INSTRUCTIONS TO FOLLOW
Please swap "provide" for "give" in the entries from the line containing "the round headlight." through the last of the entries, and write out those lines again with nothing else changed.

--

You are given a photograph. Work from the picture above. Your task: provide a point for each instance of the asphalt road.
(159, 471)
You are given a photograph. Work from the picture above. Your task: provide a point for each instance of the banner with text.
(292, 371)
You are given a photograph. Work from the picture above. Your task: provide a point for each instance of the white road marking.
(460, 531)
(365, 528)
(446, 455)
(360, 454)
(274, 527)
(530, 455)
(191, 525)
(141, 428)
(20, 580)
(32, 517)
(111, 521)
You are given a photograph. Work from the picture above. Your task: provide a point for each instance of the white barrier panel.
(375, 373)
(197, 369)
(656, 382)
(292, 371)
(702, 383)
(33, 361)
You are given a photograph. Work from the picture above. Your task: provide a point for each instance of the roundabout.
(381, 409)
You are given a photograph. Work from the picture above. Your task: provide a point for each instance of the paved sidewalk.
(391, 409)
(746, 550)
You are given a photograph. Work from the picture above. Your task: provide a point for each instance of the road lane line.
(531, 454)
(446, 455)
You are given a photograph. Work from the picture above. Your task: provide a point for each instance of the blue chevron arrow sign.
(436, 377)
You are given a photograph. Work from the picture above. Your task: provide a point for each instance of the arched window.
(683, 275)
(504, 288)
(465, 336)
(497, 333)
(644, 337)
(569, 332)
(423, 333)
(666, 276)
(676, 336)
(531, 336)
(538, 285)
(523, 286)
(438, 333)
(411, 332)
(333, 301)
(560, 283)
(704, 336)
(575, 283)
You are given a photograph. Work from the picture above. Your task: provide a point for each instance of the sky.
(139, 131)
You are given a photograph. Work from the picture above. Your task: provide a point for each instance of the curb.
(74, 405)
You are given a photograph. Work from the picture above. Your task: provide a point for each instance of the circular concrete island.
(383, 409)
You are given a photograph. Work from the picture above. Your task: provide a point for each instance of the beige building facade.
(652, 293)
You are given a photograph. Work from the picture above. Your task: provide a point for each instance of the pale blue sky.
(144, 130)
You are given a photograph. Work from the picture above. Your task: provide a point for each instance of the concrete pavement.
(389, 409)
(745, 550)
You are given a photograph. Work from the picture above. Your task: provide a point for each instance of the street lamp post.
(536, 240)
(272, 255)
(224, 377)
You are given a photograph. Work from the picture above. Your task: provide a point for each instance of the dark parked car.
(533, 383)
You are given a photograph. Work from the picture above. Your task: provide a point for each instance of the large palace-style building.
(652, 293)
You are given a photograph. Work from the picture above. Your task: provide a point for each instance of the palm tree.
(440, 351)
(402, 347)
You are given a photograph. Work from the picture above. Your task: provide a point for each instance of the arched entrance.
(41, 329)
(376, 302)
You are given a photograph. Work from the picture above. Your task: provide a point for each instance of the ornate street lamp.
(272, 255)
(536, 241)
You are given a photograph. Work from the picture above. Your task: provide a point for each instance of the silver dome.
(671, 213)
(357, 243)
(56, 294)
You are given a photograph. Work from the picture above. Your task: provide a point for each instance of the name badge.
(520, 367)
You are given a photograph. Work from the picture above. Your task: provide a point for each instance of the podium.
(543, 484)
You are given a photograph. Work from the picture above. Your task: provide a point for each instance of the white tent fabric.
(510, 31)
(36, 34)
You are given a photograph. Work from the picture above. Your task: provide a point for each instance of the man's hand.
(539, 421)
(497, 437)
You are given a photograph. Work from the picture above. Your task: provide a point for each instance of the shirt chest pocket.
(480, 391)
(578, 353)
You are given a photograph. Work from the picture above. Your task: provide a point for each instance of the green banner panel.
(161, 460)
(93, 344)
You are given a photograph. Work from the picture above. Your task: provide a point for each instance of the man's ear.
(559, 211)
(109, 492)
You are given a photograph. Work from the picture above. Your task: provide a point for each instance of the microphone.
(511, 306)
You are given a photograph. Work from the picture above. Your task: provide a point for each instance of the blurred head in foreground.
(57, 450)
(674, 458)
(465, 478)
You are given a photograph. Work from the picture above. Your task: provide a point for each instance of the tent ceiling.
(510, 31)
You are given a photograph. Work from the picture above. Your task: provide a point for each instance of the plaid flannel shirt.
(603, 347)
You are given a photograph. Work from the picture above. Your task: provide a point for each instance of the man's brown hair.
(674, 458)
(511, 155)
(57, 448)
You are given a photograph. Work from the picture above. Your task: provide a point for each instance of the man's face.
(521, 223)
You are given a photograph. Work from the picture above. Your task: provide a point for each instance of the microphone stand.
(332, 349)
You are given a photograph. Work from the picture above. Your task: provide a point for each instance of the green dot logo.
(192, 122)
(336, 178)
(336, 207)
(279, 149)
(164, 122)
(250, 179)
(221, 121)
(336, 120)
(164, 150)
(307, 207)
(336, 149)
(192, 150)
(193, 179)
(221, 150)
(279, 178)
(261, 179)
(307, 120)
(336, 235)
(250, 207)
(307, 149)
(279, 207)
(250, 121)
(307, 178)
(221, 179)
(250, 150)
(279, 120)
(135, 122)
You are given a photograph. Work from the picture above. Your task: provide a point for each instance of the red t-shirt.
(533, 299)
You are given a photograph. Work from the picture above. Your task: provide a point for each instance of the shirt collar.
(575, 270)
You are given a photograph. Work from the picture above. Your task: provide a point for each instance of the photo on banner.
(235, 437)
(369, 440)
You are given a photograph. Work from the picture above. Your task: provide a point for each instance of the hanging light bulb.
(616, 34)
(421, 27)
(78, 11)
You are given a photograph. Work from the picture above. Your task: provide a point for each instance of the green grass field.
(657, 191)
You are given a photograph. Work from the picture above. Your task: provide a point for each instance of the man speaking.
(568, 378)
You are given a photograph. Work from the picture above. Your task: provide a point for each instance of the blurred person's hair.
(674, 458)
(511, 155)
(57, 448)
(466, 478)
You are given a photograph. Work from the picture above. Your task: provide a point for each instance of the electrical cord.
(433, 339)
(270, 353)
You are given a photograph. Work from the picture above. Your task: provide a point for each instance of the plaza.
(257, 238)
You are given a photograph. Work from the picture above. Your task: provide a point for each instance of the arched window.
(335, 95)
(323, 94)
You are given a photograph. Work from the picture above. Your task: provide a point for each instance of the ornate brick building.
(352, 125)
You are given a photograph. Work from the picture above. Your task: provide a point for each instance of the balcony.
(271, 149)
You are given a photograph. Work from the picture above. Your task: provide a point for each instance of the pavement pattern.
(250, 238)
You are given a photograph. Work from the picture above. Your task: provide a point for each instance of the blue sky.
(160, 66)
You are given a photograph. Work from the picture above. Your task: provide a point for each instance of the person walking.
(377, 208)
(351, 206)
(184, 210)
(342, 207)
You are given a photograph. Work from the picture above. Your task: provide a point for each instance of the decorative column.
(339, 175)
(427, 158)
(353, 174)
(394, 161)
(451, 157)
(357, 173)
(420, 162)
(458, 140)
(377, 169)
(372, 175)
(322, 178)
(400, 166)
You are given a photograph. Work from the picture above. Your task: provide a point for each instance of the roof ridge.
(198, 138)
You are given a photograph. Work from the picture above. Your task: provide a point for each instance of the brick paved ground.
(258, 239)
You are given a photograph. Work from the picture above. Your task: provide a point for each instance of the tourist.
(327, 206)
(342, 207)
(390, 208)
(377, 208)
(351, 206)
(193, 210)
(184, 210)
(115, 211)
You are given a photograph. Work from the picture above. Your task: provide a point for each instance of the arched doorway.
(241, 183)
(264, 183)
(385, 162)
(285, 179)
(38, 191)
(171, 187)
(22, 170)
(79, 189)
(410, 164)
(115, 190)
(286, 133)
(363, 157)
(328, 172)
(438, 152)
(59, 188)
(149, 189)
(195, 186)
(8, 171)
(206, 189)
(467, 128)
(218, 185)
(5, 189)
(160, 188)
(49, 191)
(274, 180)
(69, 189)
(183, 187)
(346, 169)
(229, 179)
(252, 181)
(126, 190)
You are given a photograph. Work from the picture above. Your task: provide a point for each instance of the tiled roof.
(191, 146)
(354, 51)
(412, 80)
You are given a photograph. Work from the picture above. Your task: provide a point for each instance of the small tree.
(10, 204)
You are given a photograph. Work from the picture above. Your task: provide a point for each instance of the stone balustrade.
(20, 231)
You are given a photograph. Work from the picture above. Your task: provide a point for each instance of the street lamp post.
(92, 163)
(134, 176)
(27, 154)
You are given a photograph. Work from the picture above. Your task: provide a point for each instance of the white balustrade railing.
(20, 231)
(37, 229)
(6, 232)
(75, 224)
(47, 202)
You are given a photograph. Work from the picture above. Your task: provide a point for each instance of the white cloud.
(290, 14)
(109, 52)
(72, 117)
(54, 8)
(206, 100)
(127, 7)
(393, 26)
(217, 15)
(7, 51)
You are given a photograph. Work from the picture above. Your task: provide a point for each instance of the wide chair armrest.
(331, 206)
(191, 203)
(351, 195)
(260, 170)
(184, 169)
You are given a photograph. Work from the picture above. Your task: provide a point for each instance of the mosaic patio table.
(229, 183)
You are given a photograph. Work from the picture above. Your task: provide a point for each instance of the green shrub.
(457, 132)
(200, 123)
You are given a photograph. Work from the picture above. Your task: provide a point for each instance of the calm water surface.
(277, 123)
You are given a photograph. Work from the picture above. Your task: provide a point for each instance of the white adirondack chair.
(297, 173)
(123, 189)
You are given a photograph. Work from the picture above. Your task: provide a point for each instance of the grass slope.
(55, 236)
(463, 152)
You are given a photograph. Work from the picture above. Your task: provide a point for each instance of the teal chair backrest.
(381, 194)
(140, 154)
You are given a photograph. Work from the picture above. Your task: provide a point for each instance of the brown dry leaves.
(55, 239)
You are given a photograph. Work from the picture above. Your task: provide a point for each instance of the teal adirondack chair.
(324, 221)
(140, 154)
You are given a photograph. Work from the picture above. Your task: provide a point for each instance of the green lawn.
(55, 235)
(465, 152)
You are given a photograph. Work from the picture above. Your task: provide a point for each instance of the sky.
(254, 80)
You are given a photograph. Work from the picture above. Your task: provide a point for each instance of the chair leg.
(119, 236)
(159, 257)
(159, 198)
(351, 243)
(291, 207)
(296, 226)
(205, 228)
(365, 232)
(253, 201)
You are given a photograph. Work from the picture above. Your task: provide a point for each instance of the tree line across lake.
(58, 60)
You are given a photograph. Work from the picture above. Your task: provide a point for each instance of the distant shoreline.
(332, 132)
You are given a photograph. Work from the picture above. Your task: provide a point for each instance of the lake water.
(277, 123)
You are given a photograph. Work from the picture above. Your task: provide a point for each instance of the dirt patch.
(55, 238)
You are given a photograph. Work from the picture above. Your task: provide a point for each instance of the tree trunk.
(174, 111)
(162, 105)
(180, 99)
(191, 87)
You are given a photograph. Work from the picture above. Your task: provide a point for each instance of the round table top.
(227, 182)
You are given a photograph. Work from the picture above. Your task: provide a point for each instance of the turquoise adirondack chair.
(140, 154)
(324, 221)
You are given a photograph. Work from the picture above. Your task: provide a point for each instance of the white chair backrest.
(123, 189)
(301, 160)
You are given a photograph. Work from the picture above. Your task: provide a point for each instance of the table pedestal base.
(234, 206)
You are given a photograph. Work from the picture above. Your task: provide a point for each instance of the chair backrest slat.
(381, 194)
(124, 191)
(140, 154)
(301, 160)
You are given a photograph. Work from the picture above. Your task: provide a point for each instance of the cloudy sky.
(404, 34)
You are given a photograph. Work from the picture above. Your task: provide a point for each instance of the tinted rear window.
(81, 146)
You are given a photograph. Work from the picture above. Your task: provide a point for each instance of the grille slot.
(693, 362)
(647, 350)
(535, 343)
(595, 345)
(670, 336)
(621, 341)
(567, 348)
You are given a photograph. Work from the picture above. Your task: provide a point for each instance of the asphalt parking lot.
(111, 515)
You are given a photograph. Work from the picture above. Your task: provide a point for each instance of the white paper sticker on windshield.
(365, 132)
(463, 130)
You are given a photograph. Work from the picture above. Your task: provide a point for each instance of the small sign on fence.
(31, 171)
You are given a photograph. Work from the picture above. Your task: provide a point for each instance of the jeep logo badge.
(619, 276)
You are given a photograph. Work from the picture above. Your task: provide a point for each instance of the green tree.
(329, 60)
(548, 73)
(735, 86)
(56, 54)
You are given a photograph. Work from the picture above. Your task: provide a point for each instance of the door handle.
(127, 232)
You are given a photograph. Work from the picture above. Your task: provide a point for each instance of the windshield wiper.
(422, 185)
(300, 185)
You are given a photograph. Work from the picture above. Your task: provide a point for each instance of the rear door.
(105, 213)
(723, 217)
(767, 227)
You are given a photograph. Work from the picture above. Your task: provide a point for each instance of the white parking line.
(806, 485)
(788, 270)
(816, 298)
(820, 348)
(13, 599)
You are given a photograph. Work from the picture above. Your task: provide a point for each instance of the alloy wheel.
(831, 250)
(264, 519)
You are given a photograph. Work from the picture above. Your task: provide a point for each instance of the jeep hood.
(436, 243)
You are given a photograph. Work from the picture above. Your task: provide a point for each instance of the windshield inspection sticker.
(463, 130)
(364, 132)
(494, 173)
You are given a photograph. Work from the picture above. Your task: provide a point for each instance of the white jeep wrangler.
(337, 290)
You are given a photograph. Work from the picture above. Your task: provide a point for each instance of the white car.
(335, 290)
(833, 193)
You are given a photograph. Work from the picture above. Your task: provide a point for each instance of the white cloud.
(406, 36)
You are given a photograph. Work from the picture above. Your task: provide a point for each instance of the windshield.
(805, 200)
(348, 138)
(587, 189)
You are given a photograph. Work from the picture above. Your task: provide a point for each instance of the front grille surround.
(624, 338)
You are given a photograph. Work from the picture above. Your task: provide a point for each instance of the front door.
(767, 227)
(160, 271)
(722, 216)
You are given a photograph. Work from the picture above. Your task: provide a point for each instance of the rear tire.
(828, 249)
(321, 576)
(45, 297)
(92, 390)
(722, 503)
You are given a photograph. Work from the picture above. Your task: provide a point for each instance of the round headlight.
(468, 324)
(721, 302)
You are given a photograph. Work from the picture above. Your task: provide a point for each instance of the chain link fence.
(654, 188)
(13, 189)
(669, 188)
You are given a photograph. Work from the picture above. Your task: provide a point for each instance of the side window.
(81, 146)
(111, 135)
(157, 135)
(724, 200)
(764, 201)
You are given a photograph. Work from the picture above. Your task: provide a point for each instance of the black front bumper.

--

REPLY
You are given a photograph. Work from the picture above. Your task: give a point for each instance of the round headlight.
(468, 324)
(721, 302)
You are given a photograph. Work from the picture above. Your task: give a point for each instance of the chain link fence.
(654, 188)
(13, 189)
(669, 188)
You are given a photograph. Work from the picture above. Your task: give a point for each instance of the side window.
(81, 146)
(111, 135)
(157, 135)
(724, 200)
(764, 201)
You are given a photograph. Work from the picture above. Your task: give a point for each instance of the black front bumper.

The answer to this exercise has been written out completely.